● **EXERCISE GOAL**
Each record should be written out exactly as given.

++++ SOURCE RECORDS ++++

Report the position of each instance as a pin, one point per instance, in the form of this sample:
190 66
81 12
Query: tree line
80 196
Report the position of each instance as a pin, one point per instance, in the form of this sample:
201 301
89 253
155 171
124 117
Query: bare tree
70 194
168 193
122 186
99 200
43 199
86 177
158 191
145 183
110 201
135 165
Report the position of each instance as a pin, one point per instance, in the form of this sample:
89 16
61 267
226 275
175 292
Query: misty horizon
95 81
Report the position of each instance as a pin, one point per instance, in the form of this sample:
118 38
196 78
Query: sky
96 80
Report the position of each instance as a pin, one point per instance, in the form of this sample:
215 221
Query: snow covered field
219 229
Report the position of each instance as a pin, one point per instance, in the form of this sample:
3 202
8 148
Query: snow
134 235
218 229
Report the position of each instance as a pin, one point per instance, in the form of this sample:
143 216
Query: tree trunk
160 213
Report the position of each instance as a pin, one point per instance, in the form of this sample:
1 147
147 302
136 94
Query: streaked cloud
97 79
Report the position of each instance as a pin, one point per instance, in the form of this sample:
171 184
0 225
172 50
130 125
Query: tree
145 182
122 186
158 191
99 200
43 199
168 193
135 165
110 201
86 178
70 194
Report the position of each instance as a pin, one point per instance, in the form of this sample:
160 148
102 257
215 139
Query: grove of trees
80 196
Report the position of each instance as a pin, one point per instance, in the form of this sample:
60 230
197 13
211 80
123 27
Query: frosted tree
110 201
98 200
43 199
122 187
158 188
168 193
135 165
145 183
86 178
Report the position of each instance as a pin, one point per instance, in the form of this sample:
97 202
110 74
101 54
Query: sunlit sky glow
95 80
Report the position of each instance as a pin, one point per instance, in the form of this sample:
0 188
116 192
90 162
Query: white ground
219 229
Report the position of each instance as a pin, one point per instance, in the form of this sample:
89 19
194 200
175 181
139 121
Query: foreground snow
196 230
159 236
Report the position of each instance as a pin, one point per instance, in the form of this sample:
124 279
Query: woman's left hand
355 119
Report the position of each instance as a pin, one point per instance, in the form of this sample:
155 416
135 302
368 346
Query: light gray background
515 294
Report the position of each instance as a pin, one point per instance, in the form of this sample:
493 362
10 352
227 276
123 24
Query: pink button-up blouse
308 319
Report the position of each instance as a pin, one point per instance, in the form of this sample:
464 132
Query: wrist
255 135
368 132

++++

● **TASK SOLUTION**
Report the position of each instance as a pin, one point per instance, in the form of this sample:
190 66
81 12
Query: tree line
80 196
Report the position of each instance as a pin, one point per instance, in the form of this sample:
201 301
89 253
155 171
124 117
Query: bare tree
70 194
168 193
122 186
99 200
43 199
86 177
158 191
145 183
110 201
135 165
Report the position of each instance as a pin, one point per instance, in the form of this sample:
89 16
61 267
226 275
175 292
Query: misty horizon
95 81
Report the position of each instance as a pin, one point per instance, in the form of this sample:
118 38
196 78
Query: sky
96 80
Report the position of each instance as a pin, one point per instance, in the form of this sample:
215 221
Query: snow covered field
219 229
Report the position of each instance as a pin, one point per instance, in the form of this sample:
3 202
8 148
Query: snow
134 235
218 229
Report the position of each instance as a pin, one point per instance, in the form of this sample:
143 216
Query: tree trunk
160 213
Report the position of each instance as a pin, one point per instance, in the form of this sample:
1 147
147 302
136 94
Query: streaked cloud
97 79
Report the position of each instance as a pin, one point per instance, in the form of this sample:
171 184
0 225
172 50
130 125
Query: tree
145 182
122 186
158 191
99 200
43 199
168 193
135 165
110 201
86 178
70 194
Report the position of each instance as a pin, one point per instance, in the form of this sample:
160 148
102 257
215 139
Query: grove of trees
80 196
Report the position of each instance as a pin, one point per instance, in the form of this sample:
60 230
197 13
211 80
123 27
Query: frosted tree
110 201
98 200
43 199
122 187
158 188
168 193
135 165
145 183
86 178
Report the position of each instance as a pin, one point per instance, in the form of this sample:
97 202
110 74
101 54
Query: sunlit sky glow
95 80
Report the position of each instance as a pin, one point per instance, in the form of this sample:
0 188
116 192
90 162
Query: white ground
219 229
Report the position of each instance as a pin, one point per instance, in the form of this sample:
89 19
194 200
175 181
139 121
Query: foreground snow
196 230
159 236
Report the position of each instance as a pin, one point per instance, in the form of this sample:
124 279
Query: woman's left hand
355 119
Report the position of each instance as a pin, one point per instance, in the form of this sample:
155 416
135 302
368 346
Query: light gray background
515 294
Report the position of each instance as a pin, one point per instance, in the form of this sample:
493 362
10 352
227 276
123 24
Query: pink button-up blouse
308 319
Report the position of each instance as a pin, one point per instance, in the form of this sample:
464 132
Query: wrist
255 135
368 132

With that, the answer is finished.